> _Yapılacak işler_:
a: Kur'an ve insan üzerine yazının "Cemalettin Yarkın GÜNDEM" sözlerinden "bireyden ne istenmekte?..." sözlerine kadar olan kısmını hiç değiştirmeden yeniden yaz.
b: Kur'an ve insan üzerine yazıyı kaldığı yerden sürdür.

> _Belge metni_:
Cemalettin Yarkın GÜNDEM köşesinde yazdı: "... başka bir ahsen-i takvimle yaratılmış ve en akıllı canlı olan “insan”dan ne istenmekte?!
KUR’AN-ı azimüşşan nasıl başlamış ve nasıl bitmiş? Sonsuz evrende, matematiksel bir hesap-kitap ile ve bir hikmetle yaratılmış bu mavi gezegende, yine başka bir ahsen-i takvimle yaratılmış ve en akıllı canlı olan “insan”dan ne istenmekte?! “Hani Rabbin meleklere, ben yeryüzünde mutlaka bir halife yaratacağım demişti. Demişlerdi ki: Orda bozgunculuk edecek ve kan dökecek birini mi yaratacaksın? Biz, sana hamdederek ve noksan sıfatlardan arılığını, söylemede, seni kutsamadayız ya; (Allah) şüphesiz ben, sizin bilmediğinizi bilirim demişti.” ya işte o “insan”dan, yüce yaratıcı katında “halife” olarak nitelenen her bir bireyden ne istenmekte?...
“Yaratan Rabbın adıyla oku! O, insanı alaktan yarattı. Oku! Rabbın karşılıksız iyilik ve ihsan sahibidir.” İşte iniş sırasına göre ilk üç ayet böyledir. Yani, 1. Sure olan ALAK suresinin ilk üç ayeti. Alak kelamı, mana ve maddeyi arada cem etmiştir. Öyle ki, sevgi ve şefkat anlamıyla biyolojik oluşum anlamı iç içedir.

> _Verilen bilgiler_:
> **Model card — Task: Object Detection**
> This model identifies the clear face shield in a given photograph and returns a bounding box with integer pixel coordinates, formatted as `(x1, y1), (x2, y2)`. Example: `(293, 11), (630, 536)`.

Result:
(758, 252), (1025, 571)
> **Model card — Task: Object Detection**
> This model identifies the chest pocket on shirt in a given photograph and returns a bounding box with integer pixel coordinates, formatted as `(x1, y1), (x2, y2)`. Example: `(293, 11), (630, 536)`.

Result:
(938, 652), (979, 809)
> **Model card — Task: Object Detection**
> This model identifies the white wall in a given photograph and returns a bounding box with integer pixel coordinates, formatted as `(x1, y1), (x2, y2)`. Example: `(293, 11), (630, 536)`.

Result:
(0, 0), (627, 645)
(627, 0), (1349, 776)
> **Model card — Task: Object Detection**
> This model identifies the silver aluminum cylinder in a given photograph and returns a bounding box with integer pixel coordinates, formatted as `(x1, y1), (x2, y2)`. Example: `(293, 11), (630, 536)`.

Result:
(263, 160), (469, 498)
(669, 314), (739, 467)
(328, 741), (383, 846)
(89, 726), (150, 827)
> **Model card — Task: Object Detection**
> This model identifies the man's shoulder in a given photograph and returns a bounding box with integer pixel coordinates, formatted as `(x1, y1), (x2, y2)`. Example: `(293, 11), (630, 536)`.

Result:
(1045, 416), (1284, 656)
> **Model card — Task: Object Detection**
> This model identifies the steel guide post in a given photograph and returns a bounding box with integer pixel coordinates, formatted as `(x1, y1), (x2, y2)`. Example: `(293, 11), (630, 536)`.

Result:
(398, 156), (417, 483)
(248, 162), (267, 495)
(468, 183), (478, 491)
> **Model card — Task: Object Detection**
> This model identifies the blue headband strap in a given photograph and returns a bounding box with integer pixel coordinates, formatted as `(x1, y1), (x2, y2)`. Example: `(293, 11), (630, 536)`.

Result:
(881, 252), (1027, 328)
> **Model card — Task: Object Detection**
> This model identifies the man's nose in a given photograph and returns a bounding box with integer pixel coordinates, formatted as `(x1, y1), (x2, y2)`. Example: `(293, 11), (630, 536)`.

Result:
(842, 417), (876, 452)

> _Son cevaplar_:
a:
Cemalettin Yarkın GÜNDEM köşesinde yazdı: "... başka bir ahsen-i takvimle yaratılmış ve en akıllı canlı olan “insan”dan ne istenmekte?!
KUR’AN-ı azimüşşan nasıl başlamış ve nasıl bitmiş? Sonsuz evrende, matematiksel bir hesap-kitap ile ve bir hikmetle yaratılmış bu mavi gezegende, yine başka bir ahsen-i takvimle yaratılmış ve en akıllı canlı olan “insan”dan ne istenmekte?! “Hani Rabbin meleklere, ben yeryüzünde mutlaka bir halife yaratacağım demişti. Demişlerdi ki: Orda bozgunculuk edecek ve kan dökecek birini mi yaratacaksın? Biz, sana hamdederek ve noksan sıfatlardan arılığını, söylemede, seni kutsamadayız ya; (Allah) şüphesiz ben, sizin bilmediğinizi bilirim demişti.” ya işte o “insan”dan, yüce yaratıcı katında “halife” olarak nitelenen her bir bireyden ne istenmekte?...

b:
Ve 2. Sure KALEM suresi, kaleme yeminle başlar: “Nun’a, Kalem’e ve satır satır yazdıklarına and olsun k…” Bir sureye Allah (celle celaluhu) yeminle başlamışsa, vahyettiği şeyde ayrı bir hikmet vardır. Bu ne olabilir? Kalemin yazdıkları, dünya hayatı için, insan ve tüm canlılar için çok önemli bir mevki tutar. Esasen ilk suredeki “oku!” ve 2. Suredeki “yaz!” emirlerinin, okuma-yazmanın yalın anlamını çok aşan anlam ve süreçleri ifade ettiği bellidir. Oku, keşfet, deney yap, araştır, incele, gözlem yap, kuram geliştir ve bütün bunları yaz…
3. Sure MÜZZEMMİL’de, Resul-ü Ekrem’e “Ey örtüsüne bürünen geceleyin kalk!” emri verilmiştir. Ve ağır ağır, düşüne düşüne KUR’AN oku. Doğrusu biz senin üzerine ağır bir söz bırakacağız.” (Müzzemmil: Örtüye bürünen)
4. SURE MÜDDESİR’de şöyle buyrulmuştur. “Ey örtüsüne bürünen! Kalk da uyar. Ve birle Rabbini ve başa kakma yaptığın iyiliği. Ve yalnız Rabbin için dayanaklı kıl benliği.” (Müddesir: Örtü veya elbisesine bürünen)
Ve 5. SURE FATİHA Suresi, ki yedi ayetlik bu sure, beş vakit namazda, günde toplam 40 kez okunur, büyük bir duadır. Bu duanın 5. Ayetinde kul, sırat-ı müstakime, dosdoğru yola, hidayete erebilmek için yakarışta bulunur.
…………
Sıra geldi son surelere/son ayetlere. MAİDE – MÜMTEHİNE – HADİD – TEVBE – NASR.
MAİDE’nin 2. Ayetinde ortaya konan evrensel ilke şöyledir:
“İyilik, hayır ve takva üzere yardımlaşın; günah, kötülük ve düşmanlık üzere yardımlaşmayın.” Kur’an-ı kerimin 110. Suresi olan MAİDE’de yer almış olsa da, bazı alimlerce en san vahyedilen ayet kabul edilen 3. Ayet “…Bugün sizin için dininizi kemale erdirdim, üzerinizdeki nimetimi tamamladım ve sizin için din olarak İslam’ı seçip benimsedim.” (Maide: üzerinde yemek bulunan sofra)
MÜMTEHİNE’nin en dikkat çeken ayeti 12. Ayetidir. Çünkü bu ayet kadınların, devlet yöneticisini seçme ve onunla doğrudan sosyal sözleşme yapma haklarını tescil ediyor. (Mümtehine: İmtihan olan kadınlar)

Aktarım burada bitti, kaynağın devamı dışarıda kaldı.